§ PASSAGE EXTRAIT:
┄┄┄┄┄┄┄┄┄┄┄┄┄┄┄┄┄┄┄┄
M. AXWORTHY - ALLOCUTION À LA CONFÉRENCE DE POLITIQUE ÉTRANGÈRE DE 1998 DE L'INSTITUT CANADIEN DES AFFAIRES INTERNATIONALES - OTTAWA (ONTARIO)
98/67 SOUS RÉSERVE DE MODIFICATIONS
NOTES POUR UNE ALLOCUTION
DE
L'HONORABLE LLOYD AXWORTHY,
MINISTRE DES AFFAIRES ÉTRANGÈRES,
À LA CONFÉRENCE DE POLITIQUE ÉTRANGÈRE DE 1998
DE L'INSTITUT CANADIEN DES AFFAIRES INTERNATIONALES
OTTAWA (Ontario)
Le 16 octobre 1998
(15 h 15 H.A.E.)
Ce document se trouve également au site Internet du Ministère :
http://www.dfait-maeci.gc.ca
Je suis très heureux d'être des vôtres cet après-midi. Je veux remercier l'Institut canadien des affaires
internationales [ICAI] de m'avoir invité à prendre la parole devant un auditoire aussi distingué. Je me suis tout
particulièrement réjoui de ce que l'ICAI ait choisi de tenir sa conférence cette année en association avec le
World Affairs Councils of America. Cette coentreprise intellectuelle illustre fort bien le genre de coopération
continentale qui me semble nécessaire pour explorer l'identité nord-américaine -- une idée à laquelle je
reviendrai d'ailleurs un peu plus tard.
┄┄┄┄┄┄┄┄┄┄┄┄┄┄┄┄┄┄┄┄
(Enregistrements d'annotation de contours)
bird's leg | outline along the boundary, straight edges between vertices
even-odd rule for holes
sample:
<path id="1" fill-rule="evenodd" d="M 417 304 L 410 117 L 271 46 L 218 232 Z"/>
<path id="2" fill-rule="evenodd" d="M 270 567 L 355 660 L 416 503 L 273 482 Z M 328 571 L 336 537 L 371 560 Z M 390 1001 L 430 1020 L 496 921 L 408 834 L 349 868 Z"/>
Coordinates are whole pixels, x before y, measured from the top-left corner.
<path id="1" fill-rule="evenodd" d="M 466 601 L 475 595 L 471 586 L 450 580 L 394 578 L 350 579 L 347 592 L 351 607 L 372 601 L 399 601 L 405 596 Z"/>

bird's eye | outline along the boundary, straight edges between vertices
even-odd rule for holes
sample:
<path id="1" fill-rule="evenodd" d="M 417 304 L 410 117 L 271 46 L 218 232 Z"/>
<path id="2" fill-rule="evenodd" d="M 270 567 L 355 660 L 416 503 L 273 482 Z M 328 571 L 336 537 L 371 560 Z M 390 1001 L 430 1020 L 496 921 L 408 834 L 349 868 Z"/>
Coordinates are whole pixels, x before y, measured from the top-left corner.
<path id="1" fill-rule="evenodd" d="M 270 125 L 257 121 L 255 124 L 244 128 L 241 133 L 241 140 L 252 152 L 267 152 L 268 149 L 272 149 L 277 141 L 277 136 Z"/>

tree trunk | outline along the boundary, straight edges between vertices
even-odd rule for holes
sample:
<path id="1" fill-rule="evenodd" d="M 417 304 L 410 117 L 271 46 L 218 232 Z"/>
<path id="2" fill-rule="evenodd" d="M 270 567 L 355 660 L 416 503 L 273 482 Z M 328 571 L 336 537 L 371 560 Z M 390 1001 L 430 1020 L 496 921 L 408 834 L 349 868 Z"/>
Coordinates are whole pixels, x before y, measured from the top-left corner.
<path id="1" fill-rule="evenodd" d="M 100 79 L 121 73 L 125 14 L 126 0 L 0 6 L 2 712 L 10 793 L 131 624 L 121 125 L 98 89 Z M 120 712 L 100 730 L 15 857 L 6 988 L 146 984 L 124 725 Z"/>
┄┄┄┄┄┄┄┄┄┄┄┄┄┄┄┄┄┄┄┄
§ EXERCICES:
1/ Recopiez fidèlement le passage de l'allocution de Lloyd Axworthy qui commence aux mots « Ce document se » et s'arrête après les mots « peu plus tard. ».
2/ Rédigez la suite de l'allocution de Lloyd Axworthy devant l'Institut canadien des affaires internationales, après sa dernière phrase.

§ RÉPONSES AUX EXERCICES:
1/
Ce document se trouve également au site Internet du Ministère :
http://www.dfait-maeci.gc.ca
Je suis très heureux d'être des vôtres cet après-midi. Je veux remercier l'Institut canadien des affaires
internationales [ICAI] de m'avoir invité à prendre la parole devant un auditoire aussi distingué. Je me suis tout
particulièrement réjoui de ce que l'ICAI ait choisi de tenir sa conférence cette année en association avec le
World Affairs Councils of America. Cette coentreprise intellectuelle illustre fort bien le genre de coopération
continentale qui me semble nécessaire pour explorer l'identité nord-américaine -- une idée à laquelle je
reviendrai d'ailleurs un peu plus tard.

2/
Je voudrais aujourd'hui m'arrêter à trois questions : l'évolution de la situation internationale, les nouvelles
approches développées par le Canada pour faire face aux défis qu'elle pose, et le rôle de ces approches dans
l'édification d'une communauté nord-américaine.
Le défi de la sécurité humaine
Le cours des affaires mondiales a radicalement changé depuis la fin de la guerre froide, un événement d'une
portée telle que ses effets se font encore sentir aujourd'hui. Néanmoins, un certain nombre de certitudes ont
émergé du nouveau désordre mondial.
Le visage de la guerre s'est transformé. La majorité des conflits violents se produisent à l'intérieur des États
plutôt qu'entre eux. Peu importe où ils se produisent, les civils -- et spécialement les plus vulnérables parmi
eux -- en sont de plus en plus les grandes victimes et les principales cibles. C'est ainsi que le monde a été
témoin de tragédies humaines aux proportions énormes -- sous la forme de mouvements massifs de réfugiés et
de violations extrêmes du droit humanitaire, y compris le génocide.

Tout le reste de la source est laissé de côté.